● **PROMPT**: Identify, in the records below, every line where the string "quad" appears, and copy each such line.

(SUPPLIED MATERIAL)

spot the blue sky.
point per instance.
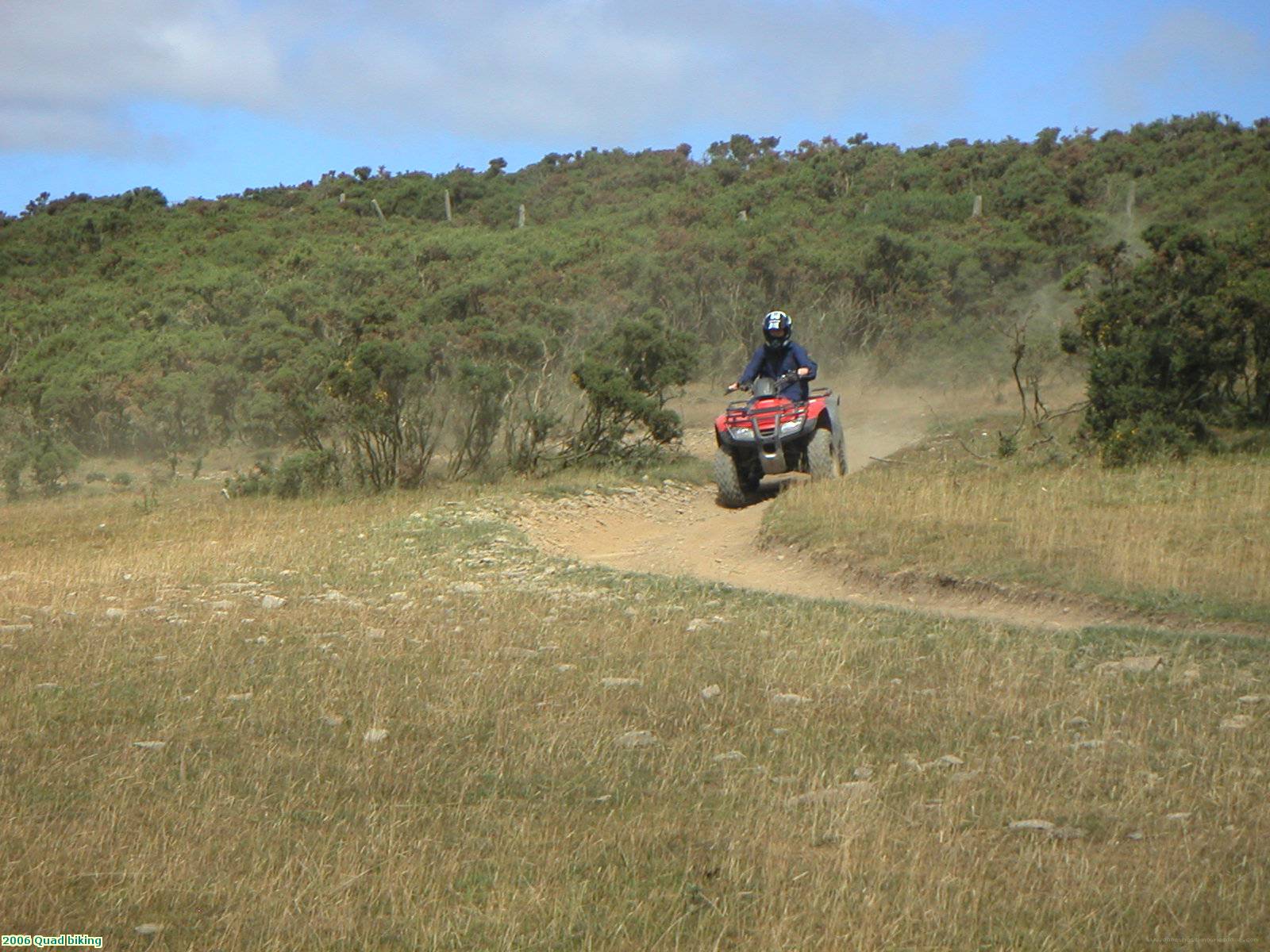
(211, 97)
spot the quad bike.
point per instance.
(770, 435)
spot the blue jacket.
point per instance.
(768, 363)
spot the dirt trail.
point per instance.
(679, 530)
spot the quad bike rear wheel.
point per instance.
(732, 492)
(822, 461)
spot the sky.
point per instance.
(211, 97)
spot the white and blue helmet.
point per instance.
(778, 330)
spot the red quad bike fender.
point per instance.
(765, 425)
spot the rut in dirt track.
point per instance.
(681, 530)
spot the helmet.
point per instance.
(778, 330)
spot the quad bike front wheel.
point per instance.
(732, 492)
(822, 461)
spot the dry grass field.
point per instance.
(391, 724)
(1191, 539)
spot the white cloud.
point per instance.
(614, 69)
(70, 69)
(573, 70)
(1184, 54)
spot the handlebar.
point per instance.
(780, 384)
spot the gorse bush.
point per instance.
(1179, 343)
(294, 315)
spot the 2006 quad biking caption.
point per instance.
(768, 435)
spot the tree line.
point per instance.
(387, 323)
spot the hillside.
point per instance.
(129, 324)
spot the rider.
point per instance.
(779, 355)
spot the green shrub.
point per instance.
(305, 474)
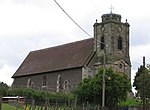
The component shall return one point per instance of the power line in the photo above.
(77, 23)
(72, 19)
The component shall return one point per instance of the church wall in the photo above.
(73, 76)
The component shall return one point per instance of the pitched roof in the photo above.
(61, 57)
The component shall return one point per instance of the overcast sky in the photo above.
(27, 25)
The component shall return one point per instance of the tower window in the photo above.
(102, 43)
(119, 43)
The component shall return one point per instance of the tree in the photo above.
(142, 83)
(3, 88)
(117, 87)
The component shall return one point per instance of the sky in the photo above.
(27, 25)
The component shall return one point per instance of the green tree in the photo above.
(117, 87)
(142, 84)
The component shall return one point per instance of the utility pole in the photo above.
(104, 71)
(144, 97)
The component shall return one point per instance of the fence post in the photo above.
(0, 102)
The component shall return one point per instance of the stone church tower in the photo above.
(112, 36)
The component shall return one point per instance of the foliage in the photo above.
(41, 96)
(117, 87)
(142, 82)
(131, 102)
(3, 88)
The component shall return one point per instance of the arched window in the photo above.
(44, 81)
(65, 86)
(119, 43)
(58, 83)
(28, 83)
(102, 42)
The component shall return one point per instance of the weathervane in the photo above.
(111, 8)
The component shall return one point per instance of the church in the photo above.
(63, 67)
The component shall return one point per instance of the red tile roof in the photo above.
(61, 57)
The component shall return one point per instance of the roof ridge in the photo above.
(58, 46)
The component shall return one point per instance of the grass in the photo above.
(131, 102)
(9, 107)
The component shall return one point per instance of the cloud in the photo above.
(6, 70)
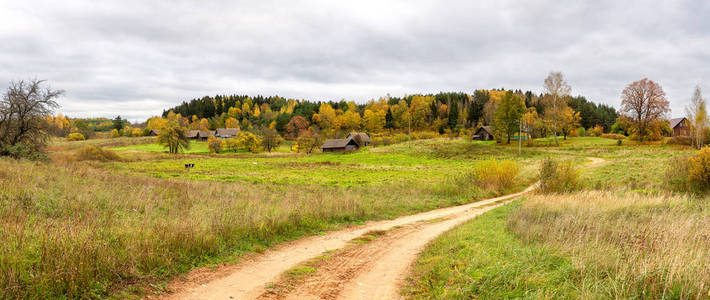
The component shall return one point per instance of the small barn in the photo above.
(202, 135)
(226, 133)
(679, 127)
(360, 137)
(339, 145)
(192, 134)
(485, 133)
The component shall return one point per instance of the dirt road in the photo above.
(374, 270)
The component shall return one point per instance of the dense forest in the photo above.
(442, 112)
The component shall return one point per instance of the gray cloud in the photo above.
(136, 58)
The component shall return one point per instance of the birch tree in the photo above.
(697, 115)
(557, 87)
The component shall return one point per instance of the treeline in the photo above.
(445, 112)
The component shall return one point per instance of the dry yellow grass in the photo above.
(624, 245)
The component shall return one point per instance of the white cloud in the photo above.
(136, 58)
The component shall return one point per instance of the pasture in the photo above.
(95, 229)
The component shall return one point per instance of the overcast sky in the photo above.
(136, 58)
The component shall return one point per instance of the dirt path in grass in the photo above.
(374, 270)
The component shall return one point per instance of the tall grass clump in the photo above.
(689, 174)
(623, 246)
(91, 152)
(557, 177)
(499, 175)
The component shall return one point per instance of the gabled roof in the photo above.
(488, 129)
(676, 121)
(205, 133)
(337, 143)
(192, 133)
(364, 138)
(227, 131)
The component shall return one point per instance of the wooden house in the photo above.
(360, 137)
(339, 145)
(202, 135)
(226, 133)
(679, 127)
(485, 133)
(192, 134)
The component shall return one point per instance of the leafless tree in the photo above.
(556, 86)
(644, 102)
(698, 117)
(24, 109)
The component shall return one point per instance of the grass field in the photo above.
(96, 229)
(634, 239)
(92, 229)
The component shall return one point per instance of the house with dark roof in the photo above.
(360, 137)
(192, 134)
(339, 145)
(226, 133)
(202, 135)
(484, 133)
(679, 127)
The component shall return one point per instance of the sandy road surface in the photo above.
(247, 279)
(375, 270)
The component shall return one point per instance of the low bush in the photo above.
(613, 136)
(676, 175)
(699, 170)
(96, 153)
(596, 131)
(214, 144)
(581, 131)
(76, 136)
(557, 177)
(679, 140)
(499, 175)
(689, 173)
(23, 150)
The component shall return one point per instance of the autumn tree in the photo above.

(End SUPPLIED MATERIAL)

● **ANSWER BELOW**:
spot the quad bike.
spot the quad bike rear wheel.
spot the red quad bike fender.
spot the quad bike front wheel.
spot the 2006 quad biking caption.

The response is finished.